▶ Task instructions:
Retype the portion of the material below that opens with the line containing "Target: black camera body" and continues through the end of the material, keeping both ends and changing nothing.
•••••
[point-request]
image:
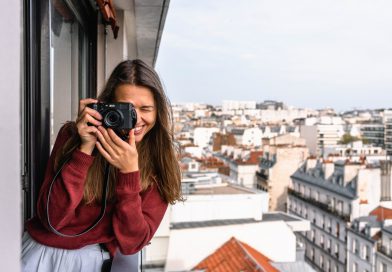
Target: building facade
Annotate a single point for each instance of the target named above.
(282, 155)
(330, 195)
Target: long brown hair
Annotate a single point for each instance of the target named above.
(157, 153)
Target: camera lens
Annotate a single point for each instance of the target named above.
(113, 119)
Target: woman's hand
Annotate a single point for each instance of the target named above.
(87, 133)
(121, 154)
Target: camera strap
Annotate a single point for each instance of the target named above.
(103, 206)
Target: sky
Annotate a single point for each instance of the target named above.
(305, 53)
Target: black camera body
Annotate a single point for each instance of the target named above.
(119, 116)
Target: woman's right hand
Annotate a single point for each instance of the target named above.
(87, 132)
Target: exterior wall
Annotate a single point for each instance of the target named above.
(219, 207)
(252, 137)
(287, 162)
(309, 133)
(244, 175)
(383, 262)
(11, 81)
(360, 253)
(202, 136)
(330, 212)
(388, 132)
(187, 247)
•••••
▶ Complete response:
Target: black camera body
Annotate a single point for each instance of the target named above.
(119, 116)
Target: woman's right hand
Annotate a single point for each instance of the target named above.
(87, 132)
Target: exterior wall
Annotate a single point for each instance of the target named above.
(219, 207)
(252, 137)
(287, 162)
(309, 133)
(244, 175)
(383, 262)
(11, 81)
(360, 253)
(202, 136)
(330, 212)
(388, 132)
(187, 247)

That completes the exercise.